TEXTAUSZUG –
1 Entwicklung und Editionen der Abteilung Deutsche Reichstagsakten, Reichsversammlungen 1556-1662 der Historischen Kommission bei der Bayerischen Akademie der Wissenschaften

In der langen Editionsgeschichte der Deutschen Reichstagsakten1, der ältesten Einrichtung der Historischen Kommission bei der Bayerischen Akademie der Wissenschaften, wurde deren vierte Abteilung, die Reichsversammlungen 1556-1662, als letzte ins Leben gerufen: Ausgehend von der Initiative Heinz Angermeiers im Jahr 1978 begannen nach der Billigung durch die Plenarversammlung der Historischen Kommission 1980 die Arbeiten zunächst im Rahmen eines von der Volkswagenstiftung geförderten Pilotprojekts im Jahr 1982, ehe die neue Reihe 1986 als Abteilung der Historischen Kommission fest eingerichtet wurde. In grundsätzlicher editorischer Hinsicht prägend für die neue Abteilung war zum einen die Einbeziehung weiterer Reichsversammlungstypen neben dem Reichstag, also von Reichsdeputationstagen, Kurfürstentagen und Reichskreistagen2, um deren gewachsener historischer Bedeutung im institutionalisierten Reich nach 1555 gerecht zu werden. Zum anderen wurden neue Editionsrichtlinien konzipiert, die es ermöglichen, die mit der zunehmenden Verschriftlichung des Geschäftsgangs in der 2. Hälfte des 16. Jahrhunderts anwachsenden Aktenmassen, wenn nicht geschlossen für das gesamte Umfeld eines Reichstags zu edieren, so doch inhaltlich stringent in allen Aspekten, jedoch beschränkt auf das unmittelbare Verhandlungsgeschehen während der Dauer der Reichsversammlung, zu dokumentieren, um so den Umfang der Publikationen im Druck und die Bearbeitungszeit in einem akzeptablen Rahmen zu halten3.

LISTE DER EINTRÄGE –
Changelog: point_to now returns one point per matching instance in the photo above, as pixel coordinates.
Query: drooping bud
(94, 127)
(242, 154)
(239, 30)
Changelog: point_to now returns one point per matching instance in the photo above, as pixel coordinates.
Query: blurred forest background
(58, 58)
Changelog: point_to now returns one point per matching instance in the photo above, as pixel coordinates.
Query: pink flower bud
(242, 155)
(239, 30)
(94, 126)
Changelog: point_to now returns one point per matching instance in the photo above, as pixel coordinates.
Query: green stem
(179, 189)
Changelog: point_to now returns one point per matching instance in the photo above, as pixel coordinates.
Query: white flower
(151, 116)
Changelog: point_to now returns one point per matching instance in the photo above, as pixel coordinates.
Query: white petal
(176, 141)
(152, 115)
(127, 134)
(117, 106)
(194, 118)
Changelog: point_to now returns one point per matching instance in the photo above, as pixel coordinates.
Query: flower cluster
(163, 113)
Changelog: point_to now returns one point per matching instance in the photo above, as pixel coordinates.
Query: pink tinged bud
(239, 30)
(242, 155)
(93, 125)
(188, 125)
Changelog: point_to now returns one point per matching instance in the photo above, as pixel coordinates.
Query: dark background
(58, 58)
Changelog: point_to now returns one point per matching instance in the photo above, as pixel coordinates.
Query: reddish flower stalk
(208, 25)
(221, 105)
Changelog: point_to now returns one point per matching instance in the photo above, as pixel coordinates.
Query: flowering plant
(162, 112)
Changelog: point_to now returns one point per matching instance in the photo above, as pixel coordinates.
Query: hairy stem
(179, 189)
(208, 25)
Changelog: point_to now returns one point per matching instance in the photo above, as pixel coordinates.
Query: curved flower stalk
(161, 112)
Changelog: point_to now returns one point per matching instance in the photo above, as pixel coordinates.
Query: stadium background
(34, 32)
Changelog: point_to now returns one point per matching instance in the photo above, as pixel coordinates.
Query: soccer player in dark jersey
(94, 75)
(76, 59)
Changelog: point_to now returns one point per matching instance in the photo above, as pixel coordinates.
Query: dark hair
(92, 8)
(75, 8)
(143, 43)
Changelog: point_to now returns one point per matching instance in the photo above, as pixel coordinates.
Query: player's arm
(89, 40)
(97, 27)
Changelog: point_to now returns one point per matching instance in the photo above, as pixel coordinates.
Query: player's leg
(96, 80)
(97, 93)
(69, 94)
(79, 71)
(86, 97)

AUFGABENSTELLUNG – In welchem Jahr wurde die Reihe Reichsversammlungen 1556-1662 laut dem Textauszug fest als Abteilung der Historischen Kommission eingerichtet? Nenne bitte nur das Jahr. Die Einträge werden hier nicht gebraucht.

VOLLSTÄNDIGE AUSGABE – 1986